**Exercise data**
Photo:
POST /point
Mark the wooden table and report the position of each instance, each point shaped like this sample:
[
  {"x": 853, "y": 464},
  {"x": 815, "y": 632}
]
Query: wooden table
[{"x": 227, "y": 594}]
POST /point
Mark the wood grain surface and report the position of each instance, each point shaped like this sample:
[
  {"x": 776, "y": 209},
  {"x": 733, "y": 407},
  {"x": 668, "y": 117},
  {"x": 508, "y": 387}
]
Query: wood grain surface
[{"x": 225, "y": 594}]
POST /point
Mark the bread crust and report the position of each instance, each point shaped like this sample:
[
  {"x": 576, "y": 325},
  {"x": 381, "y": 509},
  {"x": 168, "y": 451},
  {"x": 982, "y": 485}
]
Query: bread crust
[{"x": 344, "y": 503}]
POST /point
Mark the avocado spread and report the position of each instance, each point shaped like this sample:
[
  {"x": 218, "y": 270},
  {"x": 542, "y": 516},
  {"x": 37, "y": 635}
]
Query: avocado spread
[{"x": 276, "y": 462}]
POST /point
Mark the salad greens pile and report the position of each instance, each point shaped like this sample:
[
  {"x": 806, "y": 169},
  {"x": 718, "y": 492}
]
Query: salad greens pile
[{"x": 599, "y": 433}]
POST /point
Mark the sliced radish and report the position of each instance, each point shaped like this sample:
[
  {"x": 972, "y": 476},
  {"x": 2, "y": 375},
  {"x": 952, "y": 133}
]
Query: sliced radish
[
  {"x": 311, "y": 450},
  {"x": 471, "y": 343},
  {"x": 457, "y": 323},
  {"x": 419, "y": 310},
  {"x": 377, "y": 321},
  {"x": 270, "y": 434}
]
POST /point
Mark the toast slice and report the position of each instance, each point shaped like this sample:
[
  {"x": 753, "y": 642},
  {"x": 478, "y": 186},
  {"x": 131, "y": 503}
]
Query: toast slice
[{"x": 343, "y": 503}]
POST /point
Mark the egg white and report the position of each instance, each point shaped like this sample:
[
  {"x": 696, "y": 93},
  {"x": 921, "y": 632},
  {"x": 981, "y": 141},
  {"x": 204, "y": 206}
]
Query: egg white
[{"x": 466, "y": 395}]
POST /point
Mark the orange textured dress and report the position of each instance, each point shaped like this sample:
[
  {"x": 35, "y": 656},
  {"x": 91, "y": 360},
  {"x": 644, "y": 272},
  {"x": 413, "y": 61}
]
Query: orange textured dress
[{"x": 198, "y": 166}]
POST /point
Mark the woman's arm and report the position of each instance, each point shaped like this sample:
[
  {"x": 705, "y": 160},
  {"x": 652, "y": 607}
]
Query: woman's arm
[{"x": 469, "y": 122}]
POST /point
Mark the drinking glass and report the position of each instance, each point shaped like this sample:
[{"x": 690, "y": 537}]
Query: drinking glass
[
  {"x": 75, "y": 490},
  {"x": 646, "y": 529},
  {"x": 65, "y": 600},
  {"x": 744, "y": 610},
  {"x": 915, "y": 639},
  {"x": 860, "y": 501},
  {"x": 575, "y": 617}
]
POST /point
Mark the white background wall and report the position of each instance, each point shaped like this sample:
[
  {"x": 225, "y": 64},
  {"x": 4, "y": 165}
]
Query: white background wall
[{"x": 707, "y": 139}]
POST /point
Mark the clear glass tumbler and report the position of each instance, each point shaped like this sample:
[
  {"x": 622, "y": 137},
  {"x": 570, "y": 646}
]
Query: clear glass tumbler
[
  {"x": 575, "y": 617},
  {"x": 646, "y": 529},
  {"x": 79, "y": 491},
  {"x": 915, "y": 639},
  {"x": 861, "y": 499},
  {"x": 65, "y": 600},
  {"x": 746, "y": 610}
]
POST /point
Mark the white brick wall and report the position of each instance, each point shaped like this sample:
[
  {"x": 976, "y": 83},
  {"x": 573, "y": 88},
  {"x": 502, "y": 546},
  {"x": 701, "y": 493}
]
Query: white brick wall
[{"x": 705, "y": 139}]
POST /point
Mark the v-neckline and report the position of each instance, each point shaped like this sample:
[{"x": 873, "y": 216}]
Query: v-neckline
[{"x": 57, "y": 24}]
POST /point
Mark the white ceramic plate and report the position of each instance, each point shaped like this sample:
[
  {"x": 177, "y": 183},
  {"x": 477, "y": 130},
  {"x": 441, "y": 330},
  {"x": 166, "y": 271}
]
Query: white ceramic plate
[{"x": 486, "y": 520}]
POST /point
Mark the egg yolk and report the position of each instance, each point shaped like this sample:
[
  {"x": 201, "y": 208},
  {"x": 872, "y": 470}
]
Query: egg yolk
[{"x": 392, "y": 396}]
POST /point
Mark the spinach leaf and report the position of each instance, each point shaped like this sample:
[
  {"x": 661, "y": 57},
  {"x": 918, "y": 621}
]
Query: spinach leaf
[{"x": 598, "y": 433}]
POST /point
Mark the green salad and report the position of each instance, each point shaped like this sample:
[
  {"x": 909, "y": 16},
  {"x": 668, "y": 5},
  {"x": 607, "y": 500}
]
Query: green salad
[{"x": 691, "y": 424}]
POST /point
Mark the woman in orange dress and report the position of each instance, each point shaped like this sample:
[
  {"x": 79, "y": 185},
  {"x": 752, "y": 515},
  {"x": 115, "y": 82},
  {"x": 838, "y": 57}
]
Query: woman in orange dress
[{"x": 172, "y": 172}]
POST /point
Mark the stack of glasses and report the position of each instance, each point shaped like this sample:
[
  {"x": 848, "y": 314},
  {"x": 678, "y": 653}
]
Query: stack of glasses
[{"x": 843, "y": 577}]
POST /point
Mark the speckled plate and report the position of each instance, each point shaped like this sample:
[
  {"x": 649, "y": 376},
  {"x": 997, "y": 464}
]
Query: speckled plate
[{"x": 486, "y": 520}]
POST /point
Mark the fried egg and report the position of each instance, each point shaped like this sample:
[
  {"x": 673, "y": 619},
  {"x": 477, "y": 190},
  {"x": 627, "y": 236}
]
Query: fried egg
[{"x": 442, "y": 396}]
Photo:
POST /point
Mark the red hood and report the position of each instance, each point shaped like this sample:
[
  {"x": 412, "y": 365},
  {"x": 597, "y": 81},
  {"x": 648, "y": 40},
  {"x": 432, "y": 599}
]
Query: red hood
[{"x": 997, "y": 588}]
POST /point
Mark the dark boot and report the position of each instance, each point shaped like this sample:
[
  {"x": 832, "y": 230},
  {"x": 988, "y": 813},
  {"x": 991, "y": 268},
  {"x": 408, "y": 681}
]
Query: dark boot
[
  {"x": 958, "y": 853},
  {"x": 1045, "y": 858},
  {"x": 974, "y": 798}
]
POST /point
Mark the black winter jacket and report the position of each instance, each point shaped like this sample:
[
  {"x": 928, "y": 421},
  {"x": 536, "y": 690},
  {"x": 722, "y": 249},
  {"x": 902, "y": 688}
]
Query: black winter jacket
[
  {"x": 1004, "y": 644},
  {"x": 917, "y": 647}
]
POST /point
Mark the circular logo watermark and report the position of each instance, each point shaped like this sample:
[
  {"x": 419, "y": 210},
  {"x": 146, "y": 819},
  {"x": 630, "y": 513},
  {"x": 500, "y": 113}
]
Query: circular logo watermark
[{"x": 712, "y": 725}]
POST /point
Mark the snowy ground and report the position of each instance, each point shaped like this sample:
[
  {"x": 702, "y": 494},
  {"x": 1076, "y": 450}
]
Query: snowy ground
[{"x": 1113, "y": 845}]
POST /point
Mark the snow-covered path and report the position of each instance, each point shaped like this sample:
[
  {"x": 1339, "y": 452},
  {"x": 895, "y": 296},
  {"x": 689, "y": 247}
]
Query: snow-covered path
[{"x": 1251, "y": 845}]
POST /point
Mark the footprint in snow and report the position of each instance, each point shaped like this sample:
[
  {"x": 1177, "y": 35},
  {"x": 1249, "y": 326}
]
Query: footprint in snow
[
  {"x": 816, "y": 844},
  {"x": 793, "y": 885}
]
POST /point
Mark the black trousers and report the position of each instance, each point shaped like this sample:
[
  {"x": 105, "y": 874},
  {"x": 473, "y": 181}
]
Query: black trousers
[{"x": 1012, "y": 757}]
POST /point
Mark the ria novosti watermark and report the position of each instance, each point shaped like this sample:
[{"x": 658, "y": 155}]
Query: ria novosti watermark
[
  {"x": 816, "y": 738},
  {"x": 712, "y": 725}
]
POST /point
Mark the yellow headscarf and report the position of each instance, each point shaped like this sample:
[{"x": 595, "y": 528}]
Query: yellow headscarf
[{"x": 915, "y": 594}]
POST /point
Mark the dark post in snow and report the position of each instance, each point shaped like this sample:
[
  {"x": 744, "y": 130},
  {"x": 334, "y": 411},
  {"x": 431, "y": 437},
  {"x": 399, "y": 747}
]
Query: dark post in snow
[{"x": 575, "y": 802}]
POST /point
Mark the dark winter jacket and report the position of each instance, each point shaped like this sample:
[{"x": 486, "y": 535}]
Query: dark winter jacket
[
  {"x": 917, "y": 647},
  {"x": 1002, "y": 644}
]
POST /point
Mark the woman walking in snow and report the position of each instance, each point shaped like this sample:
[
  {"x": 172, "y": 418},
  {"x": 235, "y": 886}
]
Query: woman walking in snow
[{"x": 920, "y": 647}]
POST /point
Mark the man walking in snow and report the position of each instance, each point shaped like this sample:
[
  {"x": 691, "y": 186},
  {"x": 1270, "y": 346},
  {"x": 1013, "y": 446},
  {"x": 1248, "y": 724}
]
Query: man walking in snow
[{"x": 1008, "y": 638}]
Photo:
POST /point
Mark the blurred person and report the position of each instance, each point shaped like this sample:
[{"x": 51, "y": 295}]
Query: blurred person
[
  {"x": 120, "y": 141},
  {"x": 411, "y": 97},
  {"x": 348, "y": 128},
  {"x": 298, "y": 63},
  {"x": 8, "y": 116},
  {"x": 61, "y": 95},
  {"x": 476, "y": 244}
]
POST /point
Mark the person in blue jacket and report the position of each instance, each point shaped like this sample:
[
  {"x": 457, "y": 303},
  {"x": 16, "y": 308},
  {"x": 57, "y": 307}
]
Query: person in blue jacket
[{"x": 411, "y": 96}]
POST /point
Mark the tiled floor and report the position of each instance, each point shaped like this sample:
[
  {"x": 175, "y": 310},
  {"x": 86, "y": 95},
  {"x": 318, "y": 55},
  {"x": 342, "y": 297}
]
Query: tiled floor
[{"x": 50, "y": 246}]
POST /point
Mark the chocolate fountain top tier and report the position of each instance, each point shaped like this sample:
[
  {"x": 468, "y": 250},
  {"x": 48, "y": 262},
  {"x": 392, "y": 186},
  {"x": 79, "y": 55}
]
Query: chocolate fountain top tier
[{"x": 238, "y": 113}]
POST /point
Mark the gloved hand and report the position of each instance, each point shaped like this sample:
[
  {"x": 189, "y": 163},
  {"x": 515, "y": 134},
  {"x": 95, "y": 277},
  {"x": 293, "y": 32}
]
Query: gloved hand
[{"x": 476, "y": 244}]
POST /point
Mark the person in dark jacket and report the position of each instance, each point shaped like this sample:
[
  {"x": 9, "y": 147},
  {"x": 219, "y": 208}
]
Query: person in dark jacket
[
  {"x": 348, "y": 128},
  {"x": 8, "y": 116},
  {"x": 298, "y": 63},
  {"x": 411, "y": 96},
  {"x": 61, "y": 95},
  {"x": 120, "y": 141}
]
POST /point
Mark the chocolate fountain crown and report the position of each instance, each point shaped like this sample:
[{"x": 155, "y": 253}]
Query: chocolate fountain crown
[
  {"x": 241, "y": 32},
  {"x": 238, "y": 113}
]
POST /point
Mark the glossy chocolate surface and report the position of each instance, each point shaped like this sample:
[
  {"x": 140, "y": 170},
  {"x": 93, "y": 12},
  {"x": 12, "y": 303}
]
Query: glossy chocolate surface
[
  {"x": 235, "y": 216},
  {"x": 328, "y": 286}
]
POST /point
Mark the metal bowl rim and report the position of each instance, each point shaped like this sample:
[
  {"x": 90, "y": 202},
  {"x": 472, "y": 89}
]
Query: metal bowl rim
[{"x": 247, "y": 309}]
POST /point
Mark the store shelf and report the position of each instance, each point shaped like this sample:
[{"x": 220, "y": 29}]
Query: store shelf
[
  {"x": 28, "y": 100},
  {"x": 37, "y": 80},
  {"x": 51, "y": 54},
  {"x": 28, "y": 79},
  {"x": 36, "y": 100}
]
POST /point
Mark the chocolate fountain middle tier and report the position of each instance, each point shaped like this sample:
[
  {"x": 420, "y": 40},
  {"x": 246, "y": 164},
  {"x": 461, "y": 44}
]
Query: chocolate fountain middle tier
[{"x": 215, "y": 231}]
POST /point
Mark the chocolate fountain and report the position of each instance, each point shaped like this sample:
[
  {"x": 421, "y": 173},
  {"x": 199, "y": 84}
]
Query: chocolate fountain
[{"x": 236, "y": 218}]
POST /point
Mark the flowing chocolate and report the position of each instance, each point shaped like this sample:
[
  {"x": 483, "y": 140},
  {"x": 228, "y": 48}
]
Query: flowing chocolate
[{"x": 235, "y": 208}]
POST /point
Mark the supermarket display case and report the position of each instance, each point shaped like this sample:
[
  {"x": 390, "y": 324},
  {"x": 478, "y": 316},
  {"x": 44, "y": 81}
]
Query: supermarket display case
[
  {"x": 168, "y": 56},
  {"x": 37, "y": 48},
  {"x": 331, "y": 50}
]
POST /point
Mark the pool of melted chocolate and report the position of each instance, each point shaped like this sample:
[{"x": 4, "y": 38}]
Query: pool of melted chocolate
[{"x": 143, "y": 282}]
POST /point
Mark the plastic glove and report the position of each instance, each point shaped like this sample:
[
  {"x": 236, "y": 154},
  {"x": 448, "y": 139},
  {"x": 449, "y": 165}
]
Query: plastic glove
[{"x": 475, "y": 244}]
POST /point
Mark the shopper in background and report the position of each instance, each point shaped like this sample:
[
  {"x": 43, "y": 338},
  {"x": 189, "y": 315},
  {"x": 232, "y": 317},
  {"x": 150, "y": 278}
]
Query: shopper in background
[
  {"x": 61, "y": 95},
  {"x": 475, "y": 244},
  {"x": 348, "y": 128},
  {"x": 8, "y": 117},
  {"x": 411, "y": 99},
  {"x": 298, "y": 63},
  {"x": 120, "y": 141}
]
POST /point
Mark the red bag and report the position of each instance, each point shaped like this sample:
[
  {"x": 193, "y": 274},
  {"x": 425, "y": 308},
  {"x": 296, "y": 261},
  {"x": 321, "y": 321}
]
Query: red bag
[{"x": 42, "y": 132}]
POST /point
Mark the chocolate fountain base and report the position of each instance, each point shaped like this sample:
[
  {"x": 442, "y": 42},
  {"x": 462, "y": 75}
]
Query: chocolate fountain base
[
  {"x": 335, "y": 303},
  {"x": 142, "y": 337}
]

**Goal of the exercise**
List every line of the records above that contains the word "fountain".

**Exercise answer**
Mark the chocolate fountain top tier and report the position of each instance, each point shaped like this sample:
Query: chocolate fountain top tier
Mark the chocolate fountain crown and report the position of each instance, each point shaped like this sample:
Query: chocolate fountain crown
Mark the chocolate fountain middle tier and report the position of each instance, each point shaped like this sample:
Query: chocolate fountain middle tier
Mark the chocolate fountain and report the position of each instance, each point shaped like this sample:
Query: chocolate fountain
Mark the chocolate fountain base and report the position of each instance, each point shaped like this sample:
Query: chocolate fountain base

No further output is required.